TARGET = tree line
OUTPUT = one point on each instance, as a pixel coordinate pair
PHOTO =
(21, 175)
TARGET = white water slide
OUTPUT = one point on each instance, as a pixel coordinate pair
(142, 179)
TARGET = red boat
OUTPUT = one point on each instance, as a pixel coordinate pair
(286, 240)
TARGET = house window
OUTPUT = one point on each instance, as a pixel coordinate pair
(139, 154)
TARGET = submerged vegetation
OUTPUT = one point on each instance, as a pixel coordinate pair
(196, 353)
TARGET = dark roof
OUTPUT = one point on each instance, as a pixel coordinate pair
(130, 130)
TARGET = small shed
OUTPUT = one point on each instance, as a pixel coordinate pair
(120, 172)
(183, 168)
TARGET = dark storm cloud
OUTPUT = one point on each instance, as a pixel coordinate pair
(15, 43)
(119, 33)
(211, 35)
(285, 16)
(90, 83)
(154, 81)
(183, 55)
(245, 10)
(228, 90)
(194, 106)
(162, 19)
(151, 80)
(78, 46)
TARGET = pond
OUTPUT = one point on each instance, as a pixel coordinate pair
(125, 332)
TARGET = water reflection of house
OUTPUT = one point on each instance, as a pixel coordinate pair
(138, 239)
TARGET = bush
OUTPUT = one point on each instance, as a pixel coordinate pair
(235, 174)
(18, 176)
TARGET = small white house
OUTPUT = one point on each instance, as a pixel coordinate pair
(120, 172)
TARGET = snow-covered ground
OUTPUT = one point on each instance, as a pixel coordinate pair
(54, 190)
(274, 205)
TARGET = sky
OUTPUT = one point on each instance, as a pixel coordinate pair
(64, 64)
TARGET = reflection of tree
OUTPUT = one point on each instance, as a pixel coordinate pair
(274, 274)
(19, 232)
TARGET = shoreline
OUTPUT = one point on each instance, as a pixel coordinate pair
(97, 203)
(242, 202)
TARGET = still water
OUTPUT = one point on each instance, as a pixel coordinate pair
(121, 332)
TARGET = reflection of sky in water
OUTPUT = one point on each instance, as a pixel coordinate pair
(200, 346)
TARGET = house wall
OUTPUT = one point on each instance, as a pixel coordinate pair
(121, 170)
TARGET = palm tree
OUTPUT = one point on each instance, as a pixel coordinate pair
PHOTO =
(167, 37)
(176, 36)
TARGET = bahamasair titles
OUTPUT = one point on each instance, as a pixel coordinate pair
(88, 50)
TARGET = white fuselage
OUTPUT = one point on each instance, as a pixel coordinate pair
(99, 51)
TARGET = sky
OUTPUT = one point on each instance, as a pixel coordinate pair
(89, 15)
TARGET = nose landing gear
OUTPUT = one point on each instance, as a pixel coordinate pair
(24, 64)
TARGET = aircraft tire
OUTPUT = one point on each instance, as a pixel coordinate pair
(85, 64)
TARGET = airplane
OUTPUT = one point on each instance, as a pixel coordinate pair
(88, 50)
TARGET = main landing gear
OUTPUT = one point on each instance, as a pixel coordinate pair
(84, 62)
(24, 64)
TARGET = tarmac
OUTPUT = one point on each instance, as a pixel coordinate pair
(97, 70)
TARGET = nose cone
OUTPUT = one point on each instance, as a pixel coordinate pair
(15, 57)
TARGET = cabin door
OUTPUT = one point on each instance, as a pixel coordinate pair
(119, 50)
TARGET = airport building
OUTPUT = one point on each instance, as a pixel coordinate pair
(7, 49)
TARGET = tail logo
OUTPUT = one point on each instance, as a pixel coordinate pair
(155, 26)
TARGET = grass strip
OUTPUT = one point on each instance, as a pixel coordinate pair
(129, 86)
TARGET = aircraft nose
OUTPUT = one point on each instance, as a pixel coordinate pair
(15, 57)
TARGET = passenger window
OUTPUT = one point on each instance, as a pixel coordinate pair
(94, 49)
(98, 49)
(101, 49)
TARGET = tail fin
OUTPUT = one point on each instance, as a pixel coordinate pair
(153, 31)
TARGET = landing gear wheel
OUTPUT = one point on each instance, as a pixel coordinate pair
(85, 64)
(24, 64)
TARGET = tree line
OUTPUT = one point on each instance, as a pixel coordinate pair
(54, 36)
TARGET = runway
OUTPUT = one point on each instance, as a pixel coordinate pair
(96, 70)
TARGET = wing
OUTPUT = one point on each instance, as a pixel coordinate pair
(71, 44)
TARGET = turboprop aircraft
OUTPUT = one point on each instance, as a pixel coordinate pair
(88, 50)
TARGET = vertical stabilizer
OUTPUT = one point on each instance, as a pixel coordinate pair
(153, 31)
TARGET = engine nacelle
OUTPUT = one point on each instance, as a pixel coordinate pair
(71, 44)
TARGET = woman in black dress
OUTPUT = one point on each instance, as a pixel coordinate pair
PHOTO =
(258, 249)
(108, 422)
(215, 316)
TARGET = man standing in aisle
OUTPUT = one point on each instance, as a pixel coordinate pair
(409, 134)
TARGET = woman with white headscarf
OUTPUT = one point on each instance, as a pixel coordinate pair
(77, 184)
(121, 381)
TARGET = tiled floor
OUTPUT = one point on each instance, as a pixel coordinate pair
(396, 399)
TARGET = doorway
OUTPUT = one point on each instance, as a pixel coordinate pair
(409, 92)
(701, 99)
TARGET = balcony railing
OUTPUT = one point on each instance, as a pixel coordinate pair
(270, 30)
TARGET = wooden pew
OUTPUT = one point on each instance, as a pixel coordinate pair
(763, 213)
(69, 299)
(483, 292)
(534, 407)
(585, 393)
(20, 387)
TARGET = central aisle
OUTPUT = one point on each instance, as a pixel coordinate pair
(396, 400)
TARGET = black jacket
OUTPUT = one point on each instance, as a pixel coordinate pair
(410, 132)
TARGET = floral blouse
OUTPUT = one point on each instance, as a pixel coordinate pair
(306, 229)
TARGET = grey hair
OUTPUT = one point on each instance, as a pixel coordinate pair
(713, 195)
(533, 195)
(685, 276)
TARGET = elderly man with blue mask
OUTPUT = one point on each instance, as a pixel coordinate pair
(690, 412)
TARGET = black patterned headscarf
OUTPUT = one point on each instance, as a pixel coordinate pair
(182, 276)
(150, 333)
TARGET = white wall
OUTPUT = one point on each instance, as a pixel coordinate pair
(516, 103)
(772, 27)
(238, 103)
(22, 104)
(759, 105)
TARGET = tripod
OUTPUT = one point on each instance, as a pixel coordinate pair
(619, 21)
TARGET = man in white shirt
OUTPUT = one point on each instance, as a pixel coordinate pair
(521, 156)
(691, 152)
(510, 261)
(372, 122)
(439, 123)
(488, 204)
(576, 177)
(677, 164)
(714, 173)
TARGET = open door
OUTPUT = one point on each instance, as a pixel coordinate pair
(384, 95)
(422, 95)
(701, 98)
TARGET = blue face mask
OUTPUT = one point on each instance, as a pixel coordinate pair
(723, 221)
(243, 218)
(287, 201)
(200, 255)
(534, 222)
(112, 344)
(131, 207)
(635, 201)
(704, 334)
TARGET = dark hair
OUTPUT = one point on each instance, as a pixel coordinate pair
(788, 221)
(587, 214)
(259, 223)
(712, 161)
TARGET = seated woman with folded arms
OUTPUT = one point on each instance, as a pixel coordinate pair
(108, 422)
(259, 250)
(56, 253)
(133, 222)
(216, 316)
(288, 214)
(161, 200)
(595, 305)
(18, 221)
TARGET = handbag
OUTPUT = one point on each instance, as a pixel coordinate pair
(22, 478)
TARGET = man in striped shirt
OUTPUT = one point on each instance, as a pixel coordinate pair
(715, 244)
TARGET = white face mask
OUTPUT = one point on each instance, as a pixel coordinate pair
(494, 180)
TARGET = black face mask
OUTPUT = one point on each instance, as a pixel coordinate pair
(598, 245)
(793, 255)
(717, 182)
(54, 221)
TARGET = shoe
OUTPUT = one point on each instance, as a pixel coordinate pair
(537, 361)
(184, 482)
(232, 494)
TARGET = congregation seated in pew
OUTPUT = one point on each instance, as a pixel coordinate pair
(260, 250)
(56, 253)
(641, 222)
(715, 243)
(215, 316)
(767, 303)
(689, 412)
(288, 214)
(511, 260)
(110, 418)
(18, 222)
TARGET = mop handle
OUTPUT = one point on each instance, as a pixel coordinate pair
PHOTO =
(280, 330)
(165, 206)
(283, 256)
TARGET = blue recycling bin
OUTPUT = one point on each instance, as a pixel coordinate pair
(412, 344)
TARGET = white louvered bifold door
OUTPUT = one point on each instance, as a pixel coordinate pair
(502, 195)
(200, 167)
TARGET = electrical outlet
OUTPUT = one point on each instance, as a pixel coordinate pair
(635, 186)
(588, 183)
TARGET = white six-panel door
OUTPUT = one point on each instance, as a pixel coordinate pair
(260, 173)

§ What the task requires
Search the records for the word "reflection". Copy every line that has it.

§ Answer for the task
TARGET = water reflection of house
TARGET = reflection of tree
TARGET = reflection of sky in water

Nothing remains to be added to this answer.